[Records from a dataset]

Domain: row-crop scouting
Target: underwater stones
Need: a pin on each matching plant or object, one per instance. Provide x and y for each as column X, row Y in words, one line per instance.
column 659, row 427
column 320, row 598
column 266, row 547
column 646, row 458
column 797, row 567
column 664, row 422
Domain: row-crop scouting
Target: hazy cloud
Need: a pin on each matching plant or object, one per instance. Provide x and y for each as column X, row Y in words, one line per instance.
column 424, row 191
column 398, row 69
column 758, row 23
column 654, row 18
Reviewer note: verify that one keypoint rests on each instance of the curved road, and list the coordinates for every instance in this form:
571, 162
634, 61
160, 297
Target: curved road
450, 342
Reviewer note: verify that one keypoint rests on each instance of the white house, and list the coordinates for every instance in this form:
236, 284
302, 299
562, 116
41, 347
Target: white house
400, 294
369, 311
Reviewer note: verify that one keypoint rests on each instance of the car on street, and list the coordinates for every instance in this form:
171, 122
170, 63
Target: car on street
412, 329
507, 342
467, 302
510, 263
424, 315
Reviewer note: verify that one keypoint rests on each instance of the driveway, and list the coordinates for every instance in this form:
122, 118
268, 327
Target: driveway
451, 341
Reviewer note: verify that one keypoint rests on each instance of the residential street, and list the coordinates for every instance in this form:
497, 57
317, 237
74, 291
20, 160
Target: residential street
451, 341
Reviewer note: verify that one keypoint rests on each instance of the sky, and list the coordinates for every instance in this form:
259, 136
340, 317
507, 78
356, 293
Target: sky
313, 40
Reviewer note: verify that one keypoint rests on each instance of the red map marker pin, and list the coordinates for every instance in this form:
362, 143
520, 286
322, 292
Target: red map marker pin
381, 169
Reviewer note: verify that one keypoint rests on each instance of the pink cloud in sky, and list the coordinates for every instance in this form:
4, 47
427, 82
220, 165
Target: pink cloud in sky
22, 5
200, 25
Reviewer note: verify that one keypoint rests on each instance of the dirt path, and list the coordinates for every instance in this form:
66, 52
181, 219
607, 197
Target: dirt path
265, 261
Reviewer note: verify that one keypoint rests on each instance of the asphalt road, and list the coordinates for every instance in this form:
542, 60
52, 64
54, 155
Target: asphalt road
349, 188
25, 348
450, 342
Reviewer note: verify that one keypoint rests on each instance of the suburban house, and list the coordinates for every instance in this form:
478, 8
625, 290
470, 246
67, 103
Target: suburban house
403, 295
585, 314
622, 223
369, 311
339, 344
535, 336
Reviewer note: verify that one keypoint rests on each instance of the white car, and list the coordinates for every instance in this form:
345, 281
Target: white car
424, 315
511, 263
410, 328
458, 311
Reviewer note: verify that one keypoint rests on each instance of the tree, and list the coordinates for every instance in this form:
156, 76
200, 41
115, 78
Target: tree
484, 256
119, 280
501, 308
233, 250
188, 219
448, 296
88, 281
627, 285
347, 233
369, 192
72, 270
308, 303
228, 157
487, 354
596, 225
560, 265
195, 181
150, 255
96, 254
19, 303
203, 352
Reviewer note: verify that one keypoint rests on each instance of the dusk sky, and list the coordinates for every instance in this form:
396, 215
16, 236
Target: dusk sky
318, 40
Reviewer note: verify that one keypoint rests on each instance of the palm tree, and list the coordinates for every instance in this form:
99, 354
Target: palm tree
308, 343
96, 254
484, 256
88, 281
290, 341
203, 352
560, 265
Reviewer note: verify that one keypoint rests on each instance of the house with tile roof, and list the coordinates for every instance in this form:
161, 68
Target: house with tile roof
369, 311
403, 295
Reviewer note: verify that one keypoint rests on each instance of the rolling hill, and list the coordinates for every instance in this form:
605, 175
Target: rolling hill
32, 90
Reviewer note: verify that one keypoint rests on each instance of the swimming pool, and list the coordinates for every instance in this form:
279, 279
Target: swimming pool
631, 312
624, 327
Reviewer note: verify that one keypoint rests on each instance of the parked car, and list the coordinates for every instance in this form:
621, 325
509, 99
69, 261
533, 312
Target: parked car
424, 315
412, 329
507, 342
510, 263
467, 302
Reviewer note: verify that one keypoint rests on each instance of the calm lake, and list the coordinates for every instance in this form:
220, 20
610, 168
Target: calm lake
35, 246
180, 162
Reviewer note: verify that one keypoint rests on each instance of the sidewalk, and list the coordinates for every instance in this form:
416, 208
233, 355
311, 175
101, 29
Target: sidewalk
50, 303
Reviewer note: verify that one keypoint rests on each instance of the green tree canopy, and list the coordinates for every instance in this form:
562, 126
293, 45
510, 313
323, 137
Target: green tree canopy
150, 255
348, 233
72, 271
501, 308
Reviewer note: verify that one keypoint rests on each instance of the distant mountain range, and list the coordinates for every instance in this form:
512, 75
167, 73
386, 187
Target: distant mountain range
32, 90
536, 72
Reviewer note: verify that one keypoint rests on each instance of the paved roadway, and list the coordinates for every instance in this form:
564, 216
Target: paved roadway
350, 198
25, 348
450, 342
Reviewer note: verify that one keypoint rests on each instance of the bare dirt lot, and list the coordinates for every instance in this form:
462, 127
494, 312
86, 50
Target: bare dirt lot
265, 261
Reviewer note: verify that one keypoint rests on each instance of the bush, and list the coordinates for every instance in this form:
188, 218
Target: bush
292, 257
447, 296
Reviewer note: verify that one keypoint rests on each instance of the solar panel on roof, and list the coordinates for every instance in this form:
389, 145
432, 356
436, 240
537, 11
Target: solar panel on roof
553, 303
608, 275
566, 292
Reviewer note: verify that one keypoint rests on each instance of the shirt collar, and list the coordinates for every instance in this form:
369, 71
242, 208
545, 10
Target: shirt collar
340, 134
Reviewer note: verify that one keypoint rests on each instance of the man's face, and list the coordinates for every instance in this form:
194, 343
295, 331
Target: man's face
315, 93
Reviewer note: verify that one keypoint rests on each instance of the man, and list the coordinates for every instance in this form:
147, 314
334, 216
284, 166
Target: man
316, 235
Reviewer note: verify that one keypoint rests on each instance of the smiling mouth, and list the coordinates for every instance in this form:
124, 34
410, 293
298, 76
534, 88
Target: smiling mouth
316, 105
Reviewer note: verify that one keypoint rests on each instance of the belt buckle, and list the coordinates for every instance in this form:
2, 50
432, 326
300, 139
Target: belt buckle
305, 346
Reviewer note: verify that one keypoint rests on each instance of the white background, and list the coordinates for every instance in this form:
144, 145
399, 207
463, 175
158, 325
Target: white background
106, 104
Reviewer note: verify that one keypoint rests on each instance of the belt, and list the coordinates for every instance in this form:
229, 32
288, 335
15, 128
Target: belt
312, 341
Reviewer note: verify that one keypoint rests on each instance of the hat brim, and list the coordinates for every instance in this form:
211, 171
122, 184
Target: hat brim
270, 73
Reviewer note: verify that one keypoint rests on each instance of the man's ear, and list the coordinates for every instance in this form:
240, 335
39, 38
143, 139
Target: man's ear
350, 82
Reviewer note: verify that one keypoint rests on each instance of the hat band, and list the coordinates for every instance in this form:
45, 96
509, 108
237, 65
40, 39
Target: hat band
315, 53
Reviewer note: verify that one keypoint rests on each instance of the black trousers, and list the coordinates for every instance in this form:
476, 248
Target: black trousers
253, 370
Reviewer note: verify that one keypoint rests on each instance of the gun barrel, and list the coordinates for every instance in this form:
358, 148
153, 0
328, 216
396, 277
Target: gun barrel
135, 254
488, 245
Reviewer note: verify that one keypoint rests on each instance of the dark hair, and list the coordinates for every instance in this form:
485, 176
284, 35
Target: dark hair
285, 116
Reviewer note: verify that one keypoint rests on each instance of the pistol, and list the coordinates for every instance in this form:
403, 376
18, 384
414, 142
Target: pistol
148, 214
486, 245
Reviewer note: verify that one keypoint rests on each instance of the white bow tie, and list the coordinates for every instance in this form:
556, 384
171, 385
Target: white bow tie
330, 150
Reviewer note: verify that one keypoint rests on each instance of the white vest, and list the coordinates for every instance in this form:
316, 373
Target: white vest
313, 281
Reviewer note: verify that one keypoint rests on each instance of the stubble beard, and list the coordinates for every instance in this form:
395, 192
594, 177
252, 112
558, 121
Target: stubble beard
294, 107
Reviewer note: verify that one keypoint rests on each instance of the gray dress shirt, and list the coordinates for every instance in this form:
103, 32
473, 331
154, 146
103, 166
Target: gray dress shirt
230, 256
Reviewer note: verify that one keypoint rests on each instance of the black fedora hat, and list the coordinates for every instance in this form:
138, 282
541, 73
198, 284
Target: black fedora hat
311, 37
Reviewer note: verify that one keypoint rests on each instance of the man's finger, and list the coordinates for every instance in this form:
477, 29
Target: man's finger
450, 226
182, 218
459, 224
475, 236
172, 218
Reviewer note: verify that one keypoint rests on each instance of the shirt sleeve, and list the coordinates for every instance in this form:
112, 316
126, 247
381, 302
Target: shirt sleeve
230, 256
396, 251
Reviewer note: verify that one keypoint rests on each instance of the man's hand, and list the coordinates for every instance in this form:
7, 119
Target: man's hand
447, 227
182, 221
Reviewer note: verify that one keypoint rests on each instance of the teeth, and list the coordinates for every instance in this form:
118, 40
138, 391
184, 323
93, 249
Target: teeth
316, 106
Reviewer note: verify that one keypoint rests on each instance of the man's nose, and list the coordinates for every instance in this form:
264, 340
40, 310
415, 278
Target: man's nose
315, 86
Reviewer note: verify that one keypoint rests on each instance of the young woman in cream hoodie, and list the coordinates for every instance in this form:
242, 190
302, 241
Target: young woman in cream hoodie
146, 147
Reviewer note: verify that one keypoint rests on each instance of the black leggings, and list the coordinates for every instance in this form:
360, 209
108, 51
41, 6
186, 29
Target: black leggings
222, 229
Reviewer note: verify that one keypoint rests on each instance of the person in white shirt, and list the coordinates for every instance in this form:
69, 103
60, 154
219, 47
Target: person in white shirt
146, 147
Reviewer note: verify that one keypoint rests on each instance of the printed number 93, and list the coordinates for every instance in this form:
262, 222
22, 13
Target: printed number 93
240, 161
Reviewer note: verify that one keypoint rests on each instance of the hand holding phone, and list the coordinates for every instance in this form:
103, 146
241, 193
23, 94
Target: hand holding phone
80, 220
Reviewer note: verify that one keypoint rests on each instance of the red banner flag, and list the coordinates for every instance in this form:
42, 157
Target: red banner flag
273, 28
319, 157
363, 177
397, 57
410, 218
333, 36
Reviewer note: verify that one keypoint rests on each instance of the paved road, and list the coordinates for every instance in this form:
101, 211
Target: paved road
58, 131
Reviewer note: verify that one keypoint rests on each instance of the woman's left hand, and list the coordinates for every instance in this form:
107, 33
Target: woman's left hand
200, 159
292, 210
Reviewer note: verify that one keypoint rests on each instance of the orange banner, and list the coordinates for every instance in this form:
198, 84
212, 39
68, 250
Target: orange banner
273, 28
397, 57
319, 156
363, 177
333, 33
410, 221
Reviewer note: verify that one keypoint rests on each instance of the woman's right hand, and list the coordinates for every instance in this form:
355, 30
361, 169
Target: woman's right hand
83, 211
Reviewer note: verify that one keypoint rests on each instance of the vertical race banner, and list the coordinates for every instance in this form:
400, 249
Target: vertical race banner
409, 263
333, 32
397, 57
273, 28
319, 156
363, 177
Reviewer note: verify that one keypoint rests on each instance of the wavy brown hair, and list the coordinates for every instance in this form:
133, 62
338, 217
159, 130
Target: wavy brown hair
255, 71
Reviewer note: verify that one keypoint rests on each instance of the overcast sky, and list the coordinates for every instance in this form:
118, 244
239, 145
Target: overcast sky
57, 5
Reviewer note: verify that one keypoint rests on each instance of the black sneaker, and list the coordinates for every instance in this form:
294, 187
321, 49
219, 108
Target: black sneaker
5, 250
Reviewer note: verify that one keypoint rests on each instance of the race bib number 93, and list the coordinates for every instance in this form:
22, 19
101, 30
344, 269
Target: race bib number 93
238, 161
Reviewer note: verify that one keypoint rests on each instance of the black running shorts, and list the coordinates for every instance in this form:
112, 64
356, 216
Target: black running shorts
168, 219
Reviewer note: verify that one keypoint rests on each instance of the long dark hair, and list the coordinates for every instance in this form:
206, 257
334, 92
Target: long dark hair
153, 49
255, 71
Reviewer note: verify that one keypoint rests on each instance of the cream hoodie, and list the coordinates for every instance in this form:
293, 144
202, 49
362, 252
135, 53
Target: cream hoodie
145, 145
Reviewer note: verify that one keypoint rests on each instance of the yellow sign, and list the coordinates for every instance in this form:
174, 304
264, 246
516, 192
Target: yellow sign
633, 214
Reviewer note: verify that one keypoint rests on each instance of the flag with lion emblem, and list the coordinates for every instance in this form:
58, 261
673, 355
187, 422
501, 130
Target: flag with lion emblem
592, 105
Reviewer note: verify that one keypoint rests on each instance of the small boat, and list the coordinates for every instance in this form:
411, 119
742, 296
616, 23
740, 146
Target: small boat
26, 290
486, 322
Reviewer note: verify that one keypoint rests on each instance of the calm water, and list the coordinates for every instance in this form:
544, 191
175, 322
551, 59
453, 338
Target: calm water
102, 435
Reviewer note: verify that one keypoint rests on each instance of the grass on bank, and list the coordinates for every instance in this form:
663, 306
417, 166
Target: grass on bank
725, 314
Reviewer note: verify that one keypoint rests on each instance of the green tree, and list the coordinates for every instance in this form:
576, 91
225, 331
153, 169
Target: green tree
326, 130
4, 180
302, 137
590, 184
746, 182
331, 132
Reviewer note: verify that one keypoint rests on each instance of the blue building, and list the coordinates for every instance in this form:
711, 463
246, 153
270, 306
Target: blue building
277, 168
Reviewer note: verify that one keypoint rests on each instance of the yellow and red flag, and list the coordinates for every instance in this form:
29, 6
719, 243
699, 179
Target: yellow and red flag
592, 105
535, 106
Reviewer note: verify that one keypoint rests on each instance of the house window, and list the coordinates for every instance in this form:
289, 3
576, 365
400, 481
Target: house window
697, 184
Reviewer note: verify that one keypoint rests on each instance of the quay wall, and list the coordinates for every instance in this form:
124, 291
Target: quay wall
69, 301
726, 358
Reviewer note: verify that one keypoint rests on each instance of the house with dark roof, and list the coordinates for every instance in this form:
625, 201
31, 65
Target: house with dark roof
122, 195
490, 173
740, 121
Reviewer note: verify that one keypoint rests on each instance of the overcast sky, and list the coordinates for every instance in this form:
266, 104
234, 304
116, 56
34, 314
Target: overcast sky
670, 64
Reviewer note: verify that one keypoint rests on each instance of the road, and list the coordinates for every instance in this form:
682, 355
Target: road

TASK DIRECTIONS: Retype exactly the lines from the first line of the records above through the line containing "Target: underwater stones", both included, and nothing else.

SOLUTION FOR THIS TASK:
Domain: row-crop scouting
Target: underwater stones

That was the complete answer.